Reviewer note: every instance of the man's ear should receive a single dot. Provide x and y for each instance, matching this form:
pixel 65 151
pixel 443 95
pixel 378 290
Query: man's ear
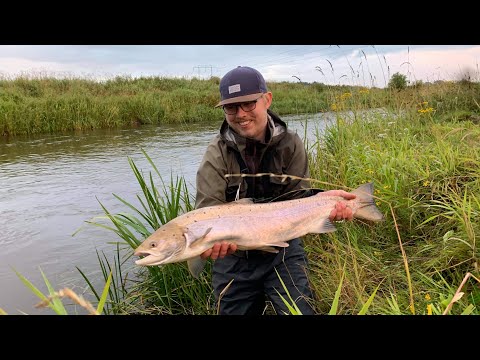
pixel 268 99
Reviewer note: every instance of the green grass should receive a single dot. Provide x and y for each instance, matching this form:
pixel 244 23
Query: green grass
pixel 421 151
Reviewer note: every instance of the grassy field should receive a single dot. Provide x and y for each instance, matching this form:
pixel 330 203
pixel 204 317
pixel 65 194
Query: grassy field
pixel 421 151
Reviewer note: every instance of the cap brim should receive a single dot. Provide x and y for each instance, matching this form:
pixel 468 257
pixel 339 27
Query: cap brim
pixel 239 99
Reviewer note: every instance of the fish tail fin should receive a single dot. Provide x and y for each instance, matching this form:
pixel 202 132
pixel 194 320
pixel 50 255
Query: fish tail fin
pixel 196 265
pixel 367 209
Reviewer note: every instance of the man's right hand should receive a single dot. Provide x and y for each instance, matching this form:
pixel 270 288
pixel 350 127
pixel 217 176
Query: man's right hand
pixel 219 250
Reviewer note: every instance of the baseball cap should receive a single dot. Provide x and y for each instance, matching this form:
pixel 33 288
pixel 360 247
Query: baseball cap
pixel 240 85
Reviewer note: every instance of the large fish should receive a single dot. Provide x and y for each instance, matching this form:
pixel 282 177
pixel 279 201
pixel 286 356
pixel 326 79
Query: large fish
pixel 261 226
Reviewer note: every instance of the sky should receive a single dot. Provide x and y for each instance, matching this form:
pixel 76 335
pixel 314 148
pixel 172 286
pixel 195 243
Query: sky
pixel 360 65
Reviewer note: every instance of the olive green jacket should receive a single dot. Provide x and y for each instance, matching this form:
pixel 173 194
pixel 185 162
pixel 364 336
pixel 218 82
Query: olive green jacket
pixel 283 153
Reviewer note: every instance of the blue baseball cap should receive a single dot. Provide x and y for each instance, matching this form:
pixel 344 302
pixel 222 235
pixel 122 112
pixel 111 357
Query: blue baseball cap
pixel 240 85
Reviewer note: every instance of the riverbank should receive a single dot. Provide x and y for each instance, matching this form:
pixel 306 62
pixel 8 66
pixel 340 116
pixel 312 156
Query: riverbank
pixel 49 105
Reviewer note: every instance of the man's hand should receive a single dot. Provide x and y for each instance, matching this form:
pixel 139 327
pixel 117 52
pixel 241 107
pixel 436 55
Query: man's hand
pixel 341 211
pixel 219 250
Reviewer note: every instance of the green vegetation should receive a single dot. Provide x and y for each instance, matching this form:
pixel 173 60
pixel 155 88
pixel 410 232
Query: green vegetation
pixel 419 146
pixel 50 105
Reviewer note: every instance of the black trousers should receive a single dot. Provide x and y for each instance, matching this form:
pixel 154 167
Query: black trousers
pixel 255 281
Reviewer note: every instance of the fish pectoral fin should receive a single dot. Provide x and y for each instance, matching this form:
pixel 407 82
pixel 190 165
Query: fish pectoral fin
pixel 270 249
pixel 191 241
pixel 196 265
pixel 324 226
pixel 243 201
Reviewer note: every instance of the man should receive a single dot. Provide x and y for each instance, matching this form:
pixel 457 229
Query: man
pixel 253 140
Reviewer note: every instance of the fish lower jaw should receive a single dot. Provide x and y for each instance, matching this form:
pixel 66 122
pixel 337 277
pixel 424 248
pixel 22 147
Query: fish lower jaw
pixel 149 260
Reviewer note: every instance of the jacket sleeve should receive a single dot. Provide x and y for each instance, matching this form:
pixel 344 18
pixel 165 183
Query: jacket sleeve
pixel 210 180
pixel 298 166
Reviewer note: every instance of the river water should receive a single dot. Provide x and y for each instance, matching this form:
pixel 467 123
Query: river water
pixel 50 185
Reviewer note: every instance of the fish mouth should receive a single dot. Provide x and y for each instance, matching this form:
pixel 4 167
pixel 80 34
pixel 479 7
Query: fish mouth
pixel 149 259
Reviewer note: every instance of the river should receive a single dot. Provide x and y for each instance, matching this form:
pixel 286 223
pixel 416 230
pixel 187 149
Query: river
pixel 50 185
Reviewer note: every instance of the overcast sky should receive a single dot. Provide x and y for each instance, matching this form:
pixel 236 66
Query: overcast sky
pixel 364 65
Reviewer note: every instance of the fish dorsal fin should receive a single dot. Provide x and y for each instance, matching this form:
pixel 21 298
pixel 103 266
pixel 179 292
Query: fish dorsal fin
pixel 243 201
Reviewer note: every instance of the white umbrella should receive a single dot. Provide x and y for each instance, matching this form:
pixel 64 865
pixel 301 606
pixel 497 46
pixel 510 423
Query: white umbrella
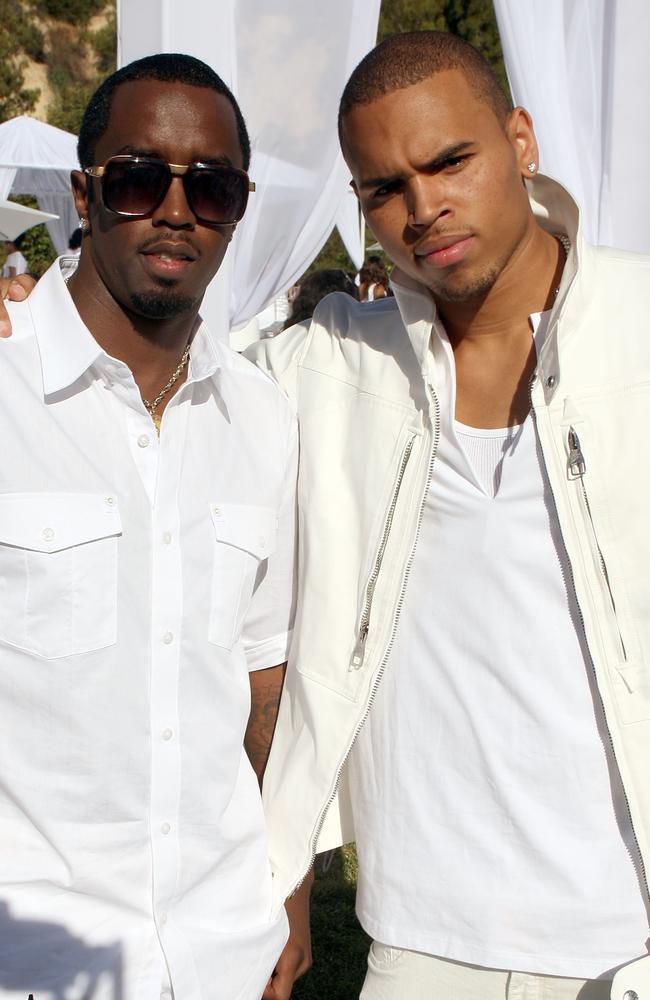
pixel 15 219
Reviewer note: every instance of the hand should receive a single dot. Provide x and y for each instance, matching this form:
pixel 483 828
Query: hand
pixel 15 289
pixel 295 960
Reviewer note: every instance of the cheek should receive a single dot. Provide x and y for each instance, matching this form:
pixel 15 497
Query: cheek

(What is needed)
Isolate the lines above that contain the word "cheek" and copy them.

(Output for this exercise)
Reviewer note: every instance of the cheek should receive a single dot. Provide x and y for each instance, matching this form:
Query: cheek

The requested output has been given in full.